- [Contour labeling items]:
════════════════
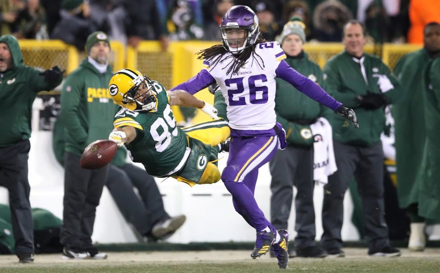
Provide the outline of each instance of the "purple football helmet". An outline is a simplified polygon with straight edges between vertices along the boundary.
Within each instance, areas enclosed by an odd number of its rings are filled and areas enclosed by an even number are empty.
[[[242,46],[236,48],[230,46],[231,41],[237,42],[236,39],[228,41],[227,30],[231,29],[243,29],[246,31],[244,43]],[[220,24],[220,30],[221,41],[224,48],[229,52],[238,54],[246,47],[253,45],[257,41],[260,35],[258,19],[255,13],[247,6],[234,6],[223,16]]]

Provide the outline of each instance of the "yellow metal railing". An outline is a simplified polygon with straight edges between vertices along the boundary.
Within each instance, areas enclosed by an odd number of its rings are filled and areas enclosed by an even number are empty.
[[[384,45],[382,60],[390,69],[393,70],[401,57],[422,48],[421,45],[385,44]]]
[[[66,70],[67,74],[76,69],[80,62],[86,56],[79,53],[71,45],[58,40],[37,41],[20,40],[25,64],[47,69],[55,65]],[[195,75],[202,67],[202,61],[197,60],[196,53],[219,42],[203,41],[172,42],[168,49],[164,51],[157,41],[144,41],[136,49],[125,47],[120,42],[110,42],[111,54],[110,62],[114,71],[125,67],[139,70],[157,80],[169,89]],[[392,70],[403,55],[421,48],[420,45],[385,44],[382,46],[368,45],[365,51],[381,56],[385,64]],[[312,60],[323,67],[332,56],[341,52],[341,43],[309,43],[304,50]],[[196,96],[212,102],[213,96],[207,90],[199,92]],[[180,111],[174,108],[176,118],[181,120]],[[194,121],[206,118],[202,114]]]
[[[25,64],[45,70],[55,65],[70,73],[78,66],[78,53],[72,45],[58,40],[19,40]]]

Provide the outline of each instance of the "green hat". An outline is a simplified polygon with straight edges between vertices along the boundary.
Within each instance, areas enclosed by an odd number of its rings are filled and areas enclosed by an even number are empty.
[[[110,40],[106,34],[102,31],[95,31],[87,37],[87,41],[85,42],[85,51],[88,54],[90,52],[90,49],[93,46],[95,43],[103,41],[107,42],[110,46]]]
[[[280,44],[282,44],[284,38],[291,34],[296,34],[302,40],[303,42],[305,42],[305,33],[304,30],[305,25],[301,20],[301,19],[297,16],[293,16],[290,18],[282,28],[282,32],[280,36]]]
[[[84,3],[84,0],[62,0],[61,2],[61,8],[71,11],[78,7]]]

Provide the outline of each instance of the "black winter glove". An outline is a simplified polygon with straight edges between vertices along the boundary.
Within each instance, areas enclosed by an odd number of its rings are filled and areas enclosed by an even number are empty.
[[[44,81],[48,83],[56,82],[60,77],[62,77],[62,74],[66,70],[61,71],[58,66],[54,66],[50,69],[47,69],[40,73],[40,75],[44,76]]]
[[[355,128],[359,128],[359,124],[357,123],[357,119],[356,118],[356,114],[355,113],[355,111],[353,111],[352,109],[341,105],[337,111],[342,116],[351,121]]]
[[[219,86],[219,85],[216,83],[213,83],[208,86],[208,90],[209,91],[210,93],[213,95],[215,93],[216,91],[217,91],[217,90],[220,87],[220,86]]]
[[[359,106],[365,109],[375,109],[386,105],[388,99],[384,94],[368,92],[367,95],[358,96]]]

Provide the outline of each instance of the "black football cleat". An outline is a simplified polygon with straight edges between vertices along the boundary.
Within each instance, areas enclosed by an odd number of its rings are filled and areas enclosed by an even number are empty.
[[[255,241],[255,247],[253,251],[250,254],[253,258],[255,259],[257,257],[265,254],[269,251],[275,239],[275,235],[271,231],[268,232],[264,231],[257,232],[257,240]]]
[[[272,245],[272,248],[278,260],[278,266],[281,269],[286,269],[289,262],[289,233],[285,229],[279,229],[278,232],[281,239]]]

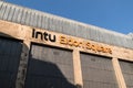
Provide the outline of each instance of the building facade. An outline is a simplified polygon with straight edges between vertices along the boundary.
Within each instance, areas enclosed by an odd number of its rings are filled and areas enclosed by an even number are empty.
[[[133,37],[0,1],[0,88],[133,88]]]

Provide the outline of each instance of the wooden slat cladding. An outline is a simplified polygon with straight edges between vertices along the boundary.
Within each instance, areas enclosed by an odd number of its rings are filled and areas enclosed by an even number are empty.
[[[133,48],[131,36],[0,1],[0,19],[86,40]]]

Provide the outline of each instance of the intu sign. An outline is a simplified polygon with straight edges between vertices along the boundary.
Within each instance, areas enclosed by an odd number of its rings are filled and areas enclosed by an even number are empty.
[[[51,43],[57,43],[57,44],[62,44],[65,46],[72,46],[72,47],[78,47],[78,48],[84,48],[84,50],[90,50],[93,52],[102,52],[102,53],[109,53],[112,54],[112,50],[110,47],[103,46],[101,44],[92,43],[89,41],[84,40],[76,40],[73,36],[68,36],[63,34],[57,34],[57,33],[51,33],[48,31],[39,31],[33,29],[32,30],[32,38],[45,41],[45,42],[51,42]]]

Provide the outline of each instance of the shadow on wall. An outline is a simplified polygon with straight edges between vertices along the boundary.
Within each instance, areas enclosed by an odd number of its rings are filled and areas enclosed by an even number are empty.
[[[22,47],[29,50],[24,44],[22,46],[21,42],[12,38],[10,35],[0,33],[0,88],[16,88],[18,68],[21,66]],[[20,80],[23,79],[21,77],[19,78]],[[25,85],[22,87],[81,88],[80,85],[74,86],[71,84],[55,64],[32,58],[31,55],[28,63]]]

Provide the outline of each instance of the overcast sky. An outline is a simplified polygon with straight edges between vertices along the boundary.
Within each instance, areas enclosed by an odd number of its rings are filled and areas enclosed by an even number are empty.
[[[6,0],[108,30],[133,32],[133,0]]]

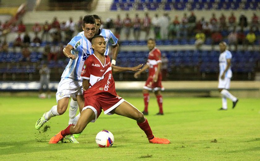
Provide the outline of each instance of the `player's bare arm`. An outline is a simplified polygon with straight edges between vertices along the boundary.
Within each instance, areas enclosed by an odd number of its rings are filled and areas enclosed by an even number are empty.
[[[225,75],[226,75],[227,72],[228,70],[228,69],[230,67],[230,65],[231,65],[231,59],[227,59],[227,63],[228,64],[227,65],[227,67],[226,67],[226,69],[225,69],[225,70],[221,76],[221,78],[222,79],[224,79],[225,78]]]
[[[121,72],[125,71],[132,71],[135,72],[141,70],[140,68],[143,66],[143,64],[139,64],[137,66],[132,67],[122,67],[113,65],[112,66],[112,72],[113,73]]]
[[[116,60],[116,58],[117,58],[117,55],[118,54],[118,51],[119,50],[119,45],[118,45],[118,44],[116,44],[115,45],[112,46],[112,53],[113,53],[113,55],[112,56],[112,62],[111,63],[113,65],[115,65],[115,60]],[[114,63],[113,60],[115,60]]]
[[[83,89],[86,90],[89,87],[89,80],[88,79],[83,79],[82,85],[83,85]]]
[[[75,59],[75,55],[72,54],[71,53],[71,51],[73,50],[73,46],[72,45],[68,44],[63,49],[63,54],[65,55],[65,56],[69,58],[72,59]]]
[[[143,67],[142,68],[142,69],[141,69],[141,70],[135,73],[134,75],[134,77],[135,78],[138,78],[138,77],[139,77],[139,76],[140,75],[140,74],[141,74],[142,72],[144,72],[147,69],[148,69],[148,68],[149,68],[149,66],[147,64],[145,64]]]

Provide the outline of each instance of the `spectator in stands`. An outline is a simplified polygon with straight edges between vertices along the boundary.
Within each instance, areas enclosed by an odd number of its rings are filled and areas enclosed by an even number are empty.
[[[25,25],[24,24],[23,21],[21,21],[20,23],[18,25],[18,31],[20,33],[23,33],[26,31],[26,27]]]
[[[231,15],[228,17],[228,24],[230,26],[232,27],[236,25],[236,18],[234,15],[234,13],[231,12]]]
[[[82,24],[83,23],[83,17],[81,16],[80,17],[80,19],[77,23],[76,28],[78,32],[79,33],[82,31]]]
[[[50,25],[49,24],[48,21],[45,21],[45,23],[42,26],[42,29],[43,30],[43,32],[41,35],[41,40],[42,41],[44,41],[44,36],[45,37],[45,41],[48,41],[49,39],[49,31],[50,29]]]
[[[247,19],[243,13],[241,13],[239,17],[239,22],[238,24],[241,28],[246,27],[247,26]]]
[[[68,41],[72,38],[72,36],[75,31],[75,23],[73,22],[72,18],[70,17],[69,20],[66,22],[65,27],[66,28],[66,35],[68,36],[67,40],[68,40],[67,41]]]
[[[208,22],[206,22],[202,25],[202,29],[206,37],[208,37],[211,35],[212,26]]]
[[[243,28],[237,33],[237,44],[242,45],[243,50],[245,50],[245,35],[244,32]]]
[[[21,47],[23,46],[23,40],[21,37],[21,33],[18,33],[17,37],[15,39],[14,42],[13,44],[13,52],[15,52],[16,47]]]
════════════════
- [Instructions to follow]: Scale down the lines from the line with "Provide the outline of each instance of the overcast" to the line with "[[[6,0],[108,30],[133,32],[133,0]]]", both included. Copy the requests as they are, but multiply each vertex coordinate in the outlines by 0.75 and round it to a whole number, with halves rounding up.

- [In response]:
Provide the outline of each instance of the overcast sky. An outline is a simplified polygon with straight edges between vertices along the boundary.
Within each instance, areas enclosed by an odd number of its rings are filled and areas enclosed by an even number are empty.
[[[5,0],[81,23],[100,24],[100,0]]]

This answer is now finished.